* _Task brief_: Range to output from the entries below: the line containing "Target | black handbag" through the line containing "Target | woman in pink jacket". Set it down exactly, ends included, nothing else.
_ _ _ _
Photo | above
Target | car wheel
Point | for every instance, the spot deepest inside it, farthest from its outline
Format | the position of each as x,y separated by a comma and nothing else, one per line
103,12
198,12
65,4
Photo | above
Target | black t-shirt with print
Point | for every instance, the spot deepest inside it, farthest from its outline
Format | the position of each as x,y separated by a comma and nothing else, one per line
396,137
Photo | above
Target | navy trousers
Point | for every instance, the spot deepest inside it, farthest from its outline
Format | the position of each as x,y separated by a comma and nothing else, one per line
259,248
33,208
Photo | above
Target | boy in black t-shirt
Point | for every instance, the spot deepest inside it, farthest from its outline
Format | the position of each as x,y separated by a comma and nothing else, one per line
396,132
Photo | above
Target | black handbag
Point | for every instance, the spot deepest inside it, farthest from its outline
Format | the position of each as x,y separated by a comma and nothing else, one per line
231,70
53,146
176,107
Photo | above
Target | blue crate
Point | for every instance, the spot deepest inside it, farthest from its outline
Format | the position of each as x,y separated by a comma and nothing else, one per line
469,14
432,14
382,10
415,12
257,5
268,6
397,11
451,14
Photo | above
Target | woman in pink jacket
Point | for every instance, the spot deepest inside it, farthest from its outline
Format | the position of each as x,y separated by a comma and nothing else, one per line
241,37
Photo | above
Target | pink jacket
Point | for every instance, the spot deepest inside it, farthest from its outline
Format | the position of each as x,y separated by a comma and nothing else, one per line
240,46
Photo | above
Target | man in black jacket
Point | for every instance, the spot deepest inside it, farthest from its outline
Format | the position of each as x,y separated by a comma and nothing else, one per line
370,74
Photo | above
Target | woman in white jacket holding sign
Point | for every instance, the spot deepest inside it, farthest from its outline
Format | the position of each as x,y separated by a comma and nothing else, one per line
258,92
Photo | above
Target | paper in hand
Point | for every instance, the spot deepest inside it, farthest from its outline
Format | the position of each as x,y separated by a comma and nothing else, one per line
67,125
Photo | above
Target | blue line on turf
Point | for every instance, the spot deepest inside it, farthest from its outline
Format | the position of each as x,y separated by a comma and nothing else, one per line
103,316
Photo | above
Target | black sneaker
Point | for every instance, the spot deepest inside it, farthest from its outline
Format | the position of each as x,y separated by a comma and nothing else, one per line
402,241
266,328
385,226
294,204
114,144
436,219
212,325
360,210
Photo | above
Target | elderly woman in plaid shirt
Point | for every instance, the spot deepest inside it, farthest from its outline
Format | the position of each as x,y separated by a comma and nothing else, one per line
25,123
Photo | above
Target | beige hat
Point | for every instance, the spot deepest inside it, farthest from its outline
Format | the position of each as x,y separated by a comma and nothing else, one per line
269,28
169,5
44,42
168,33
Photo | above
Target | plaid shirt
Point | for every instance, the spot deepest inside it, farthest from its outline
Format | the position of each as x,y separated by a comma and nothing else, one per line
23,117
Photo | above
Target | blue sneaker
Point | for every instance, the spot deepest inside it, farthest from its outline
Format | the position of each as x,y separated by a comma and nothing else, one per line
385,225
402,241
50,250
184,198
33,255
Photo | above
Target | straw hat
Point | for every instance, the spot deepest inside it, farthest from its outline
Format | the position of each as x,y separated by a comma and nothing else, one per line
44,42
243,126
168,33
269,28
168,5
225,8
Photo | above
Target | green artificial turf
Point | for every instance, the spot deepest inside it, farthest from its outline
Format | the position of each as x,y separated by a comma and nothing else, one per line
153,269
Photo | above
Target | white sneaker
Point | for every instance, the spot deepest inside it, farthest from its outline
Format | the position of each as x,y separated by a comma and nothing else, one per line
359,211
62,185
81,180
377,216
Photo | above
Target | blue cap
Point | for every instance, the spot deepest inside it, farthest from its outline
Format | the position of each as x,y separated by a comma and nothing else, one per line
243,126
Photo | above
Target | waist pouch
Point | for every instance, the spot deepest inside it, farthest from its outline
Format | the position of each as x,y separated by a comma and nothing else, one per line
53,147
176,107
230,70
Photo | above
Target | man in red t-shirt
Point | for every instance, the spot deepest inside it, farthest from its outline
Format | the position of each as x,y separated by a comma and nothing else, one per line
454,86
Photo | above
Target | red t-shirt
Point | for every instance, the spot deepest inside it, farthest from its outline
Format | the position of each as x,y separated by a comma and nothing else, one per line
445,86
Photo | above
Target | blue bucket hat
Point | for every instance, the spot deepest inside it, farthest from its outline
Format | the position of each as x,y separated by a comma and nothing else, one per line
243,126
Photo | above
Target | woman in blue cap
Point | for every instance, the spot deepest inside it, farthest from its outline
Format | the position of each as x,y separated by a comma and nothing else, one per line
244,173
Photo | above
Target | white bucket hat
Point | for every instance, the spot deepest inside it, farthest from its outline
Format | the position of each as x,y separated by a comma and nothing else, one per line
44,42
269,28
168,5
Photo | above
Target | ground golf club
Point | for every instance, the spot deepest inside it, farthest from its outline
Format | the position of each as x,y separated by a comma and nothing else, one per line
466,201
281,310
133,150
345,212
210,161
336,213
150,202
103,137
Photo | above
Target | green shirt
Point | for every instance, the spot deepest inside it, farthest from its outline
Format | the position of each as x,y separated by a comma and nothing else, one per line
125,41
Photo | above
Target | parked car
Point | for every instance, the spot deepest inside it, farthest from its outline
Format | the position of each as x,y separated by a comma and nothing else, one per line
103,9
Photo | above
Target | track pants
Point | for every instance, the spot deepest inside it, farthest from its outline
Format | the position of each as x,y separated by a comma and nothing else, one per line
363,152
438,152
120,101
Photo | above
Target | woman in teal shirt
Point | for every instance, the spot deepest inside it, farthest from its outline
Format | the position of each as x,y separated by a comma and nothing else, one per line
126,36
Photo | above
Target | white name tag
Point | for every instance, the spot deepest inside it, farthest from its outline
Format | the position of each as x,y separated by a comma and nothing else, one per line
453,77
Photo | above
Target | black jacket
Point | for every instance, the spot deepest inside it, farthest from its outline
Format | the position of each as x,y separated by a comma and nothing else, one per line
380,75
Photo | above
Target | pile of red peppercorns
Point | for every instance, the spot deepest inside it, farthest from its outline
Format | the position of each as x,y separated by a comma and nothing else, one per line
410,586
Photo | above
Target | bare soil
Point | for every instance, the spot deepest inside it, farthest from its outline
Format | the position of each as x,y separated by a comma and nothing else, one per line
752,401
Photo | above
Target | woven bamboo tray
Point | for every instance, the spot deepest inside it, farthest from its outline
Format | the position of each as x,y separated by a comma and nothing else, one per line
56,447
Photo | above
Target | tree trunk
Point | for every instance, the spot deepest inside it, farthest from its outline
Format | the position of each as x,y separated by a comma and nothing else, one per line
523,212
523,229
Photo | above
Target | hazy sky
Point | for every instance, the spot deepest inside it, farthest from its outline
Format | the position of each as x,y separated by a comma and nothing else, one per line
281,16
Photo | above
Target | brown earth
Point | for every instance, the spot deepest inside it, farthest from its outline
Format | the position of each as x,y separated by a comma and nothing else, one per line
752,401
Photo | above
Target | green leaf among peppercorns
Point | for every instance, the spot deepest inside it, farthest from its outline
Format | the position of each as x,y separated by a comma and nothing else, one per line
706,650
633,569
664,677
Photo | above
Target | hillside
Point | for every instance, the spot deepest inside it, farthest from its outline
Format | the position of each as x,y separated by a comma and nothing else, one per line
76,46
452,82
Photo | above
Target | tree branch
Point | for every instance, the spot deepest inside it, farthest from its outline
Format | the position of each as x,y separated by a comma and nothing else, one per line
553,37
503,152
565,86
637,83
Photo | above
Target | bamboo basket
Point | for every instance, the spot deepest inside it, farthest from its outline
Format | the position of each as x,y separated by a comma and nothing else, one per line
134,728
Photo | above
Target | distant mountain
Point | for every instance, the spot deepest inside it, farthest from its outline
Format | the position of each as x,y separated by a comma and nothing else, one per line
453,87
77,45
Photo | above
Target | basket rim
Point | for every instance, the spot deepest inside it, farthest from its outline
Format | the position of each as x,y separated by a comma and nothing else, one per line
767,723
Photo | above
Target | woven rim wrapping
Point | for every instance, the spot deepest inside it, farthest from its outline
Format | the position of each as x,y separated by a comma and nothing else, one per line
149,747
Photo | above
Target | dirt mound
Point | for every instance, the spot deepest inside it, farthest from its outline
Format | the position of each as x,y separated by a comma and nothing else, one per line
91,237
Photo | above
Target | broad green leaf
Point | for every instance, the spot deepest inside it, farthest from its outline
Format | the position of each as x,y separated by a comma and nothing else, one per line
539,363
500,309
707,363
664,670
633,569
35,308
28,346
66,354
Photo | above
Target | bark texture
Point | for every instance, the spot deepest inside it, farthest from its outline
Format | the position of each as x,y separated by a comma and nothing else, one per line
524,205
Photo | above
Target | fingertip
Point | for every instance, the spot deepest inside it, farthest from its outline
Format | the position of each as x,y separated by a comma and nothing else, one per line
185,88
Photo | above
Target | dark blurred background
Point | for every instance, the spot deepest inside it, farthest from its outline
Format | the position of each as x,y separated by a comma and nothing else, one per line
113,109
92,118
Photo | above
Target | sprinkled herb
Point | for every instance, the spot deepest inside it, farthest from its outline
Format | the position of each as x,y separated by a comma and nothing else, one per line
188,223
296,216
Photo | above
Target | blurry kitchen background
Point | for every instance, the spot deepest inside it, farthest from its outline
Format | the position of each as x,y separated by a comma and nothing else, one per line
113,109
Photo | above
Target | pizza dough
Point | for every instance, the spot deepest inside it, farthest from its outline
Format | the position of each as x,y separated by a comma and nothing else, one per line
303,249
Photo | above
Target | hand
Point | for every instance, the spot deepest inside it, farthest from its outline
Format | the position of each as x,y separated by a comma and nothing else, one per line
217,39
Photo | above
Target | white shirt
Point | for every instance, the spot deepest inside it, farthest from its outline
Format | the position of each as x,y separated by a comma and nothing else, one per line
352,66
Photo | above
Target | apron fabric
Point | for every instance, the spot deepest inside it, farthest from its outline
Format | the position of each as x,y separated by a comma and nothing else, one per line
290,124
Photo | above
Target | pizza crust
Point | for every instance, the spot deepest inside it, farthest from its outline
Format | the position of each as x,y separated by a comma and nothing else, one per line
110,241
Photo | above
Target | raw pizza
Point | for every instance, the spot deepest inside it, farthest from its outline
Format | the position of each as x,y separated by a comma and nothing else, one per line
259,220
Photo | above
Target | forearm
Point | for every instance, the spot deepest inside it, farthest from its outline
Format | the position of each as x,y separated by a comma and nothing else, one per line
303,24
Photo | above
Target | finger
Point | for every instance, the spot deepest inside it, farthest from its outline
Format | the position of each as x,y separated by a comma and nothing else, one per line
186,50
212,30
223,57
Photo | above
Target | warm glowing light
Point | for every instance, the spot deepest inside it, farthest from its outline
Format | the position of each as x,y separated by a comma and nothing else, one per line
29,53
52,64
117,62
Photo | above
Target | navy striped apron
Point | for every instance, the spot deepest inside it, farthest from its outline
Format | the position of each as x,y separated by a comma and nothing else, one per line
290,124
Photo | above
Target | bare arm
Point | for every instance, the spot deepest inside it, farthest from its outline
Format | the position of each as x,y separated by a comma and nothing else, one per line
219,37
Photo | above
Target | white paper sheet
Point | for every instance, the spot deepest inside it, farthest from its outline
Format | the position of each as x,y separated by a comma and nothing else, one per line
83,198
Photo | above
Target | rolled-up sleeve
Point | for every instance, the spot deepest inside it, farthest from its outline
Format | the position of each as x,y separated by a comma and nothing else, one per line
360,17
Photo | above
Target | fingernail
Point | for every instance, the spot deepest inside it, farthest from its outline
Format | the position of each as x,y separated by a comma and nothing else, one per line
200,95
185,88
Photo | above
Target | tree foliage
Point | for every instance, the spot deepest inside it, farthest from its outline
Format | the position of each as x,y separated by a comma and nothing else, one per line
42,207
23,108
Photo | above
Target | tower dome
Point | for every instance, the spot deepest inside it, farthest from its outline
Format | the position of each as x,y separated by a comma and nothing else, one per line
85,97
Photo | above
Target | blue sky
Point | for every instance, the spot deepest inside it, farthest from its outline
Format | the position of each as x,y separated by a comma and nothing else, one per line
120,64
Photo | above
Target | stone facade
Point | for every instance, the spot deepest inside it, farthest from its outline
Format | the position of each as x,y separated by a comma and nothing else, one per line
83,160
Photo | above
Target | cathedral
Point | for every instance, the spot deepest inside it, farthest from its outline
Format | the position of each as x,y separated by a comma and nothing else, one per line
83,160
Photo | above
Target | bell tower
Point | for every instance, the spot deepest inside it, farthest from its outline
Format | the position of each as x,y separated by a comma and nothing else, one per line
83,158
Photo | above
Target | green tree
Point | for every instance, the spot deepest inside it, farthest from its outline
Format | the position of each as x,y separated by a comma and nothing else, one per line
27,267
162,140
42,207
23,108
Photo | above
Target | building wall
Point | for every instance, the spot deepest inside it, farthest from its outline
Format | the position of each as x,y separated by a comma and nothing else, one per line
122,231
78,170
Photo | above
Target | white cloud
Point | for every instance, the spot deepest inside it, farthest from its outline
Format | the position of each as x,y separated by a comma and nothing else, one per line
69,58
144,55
_ _ _ _
* _Answer section_:
Target | black handbag
Point | for every instance, the spot deepest inside it, farthest from its outline
Format | the position of each as x,y separated by a comma and nothing else, one per line
231,70
53,146
176,107
Photo | above
Target | blue crate
Point | for every instance, the spot deepest inside it, farthest from its outline
Format | the position of each as x,y separated by a comma and nothing else, one per line
469,14
432,14
382,10
415,12
257,5
268,6
397,11
451,14
Photo | above
Target | woman in pink jacket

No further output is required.